Aim of the task: Update the lines below so that every "instance" becomes "occurrence", with nothing else changed.

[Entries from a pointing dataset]

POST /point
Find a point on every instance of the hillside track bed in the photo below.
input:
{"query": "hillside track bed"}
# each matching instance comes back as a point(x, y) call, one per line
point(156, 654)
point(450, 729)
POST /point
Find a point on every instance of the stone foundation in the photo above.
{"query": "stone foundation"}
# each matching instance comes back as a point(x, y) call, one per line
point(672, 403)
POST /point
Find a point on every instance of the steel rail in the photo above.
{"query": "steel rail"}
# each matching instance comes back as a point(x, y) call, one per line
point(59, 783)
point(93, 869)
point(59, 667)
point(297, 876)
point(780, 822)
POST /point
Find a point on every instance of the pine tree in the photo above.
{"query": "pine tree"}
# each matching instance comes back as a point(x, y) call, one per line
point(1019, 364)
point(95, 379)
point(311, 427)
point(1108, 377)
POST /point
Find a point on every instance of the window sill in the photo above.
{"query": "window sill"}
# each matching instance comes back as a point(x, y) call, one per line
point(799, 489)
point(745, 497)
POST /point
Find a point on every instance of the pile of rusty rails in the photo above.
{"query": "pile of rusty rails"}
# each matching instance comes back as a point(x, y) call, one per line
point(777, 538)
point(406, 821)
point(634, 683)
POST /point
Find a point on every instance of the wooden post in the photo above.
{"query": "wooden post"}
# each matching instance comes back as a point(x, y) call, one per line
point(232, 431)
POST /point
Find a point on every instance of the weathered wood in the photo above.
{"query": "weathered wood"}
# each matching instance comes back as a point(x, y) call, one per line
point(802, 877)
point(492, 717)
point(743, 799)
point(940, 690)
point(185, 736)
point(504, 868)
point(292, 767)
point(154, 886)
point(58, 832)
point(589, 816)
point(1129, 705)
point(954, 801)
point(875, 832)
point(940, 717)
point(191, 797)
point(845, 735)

Final result:
POST /point
Find a point on every occurrence of the hillside track bed in the photo below.
input:
{"query": "hillside track bed"}
# each matching occurrence comes back as a point(x, y) call, one per line
point(156, 654)
point(450, 729)
POST /point
Find a point on every occurrence of the stone foundation in the photo above.
{"query": "stone foundation"}
# each matching occurrence comes back as a point(x, y) call, one per line
point(672, 403)
POST /point
Find a point on every occurrence of the steel rail in the photo above.
{"query": "steel rail"}
# each matching occurrence comes back as a point(x, y) call, one per line
point(59, 783)
point(93, 869)
point(59, 667)
point(297, 876)
point(780, 822)
POST /point
Find a point on every occurrence of the pine tree in the photo above.
{"query": "pine tree"}
# each matching occurrence comes back as a point(x, y) call, one per line
point(1019, 364)
point(95, 379)
point(311, 427)
point(1108, 377)
POST /point
Find a point on every occurrence of the window sill in the photo above.
{"query": "window sill"}
# each matching occurrence comes back as a point(x, y) call, one per line
point(799, 489)
point(745, 497)
POST /point
Find a point on every occurrence of the pile of rusty rails in the photo above.
{"query": "pile of rusty rails"}
# each matching occurrence comes back as a point(x, y) call, one per line
point(777, 538)
point(406, 821)
point(634, 683)
POST /point
Find a point on every occurrence of the wooden post in the photo above.
{"query": "wooden post"}
# each matching occurrence comes back as a point(x, y) call, one per line
point(232, 431)
POST /point
Find a point on every occurrence of the weathered wood in the photo above.
{"query": "weathered wood"}
# each matching occurrence comes back as a point(x, y) call, one per line
point(802, 877)
point(492, 717)
point(743, 799)
point(940, 690)
point(185, 736)
point(504, 868)
point(292, 767)
point(154, 886)
point(58, 832)
point(589, 816)
point(1129, 705)
point(954, 801)
point(875, 832)
point(940, 717)
point(191, 797)
point(845, 735)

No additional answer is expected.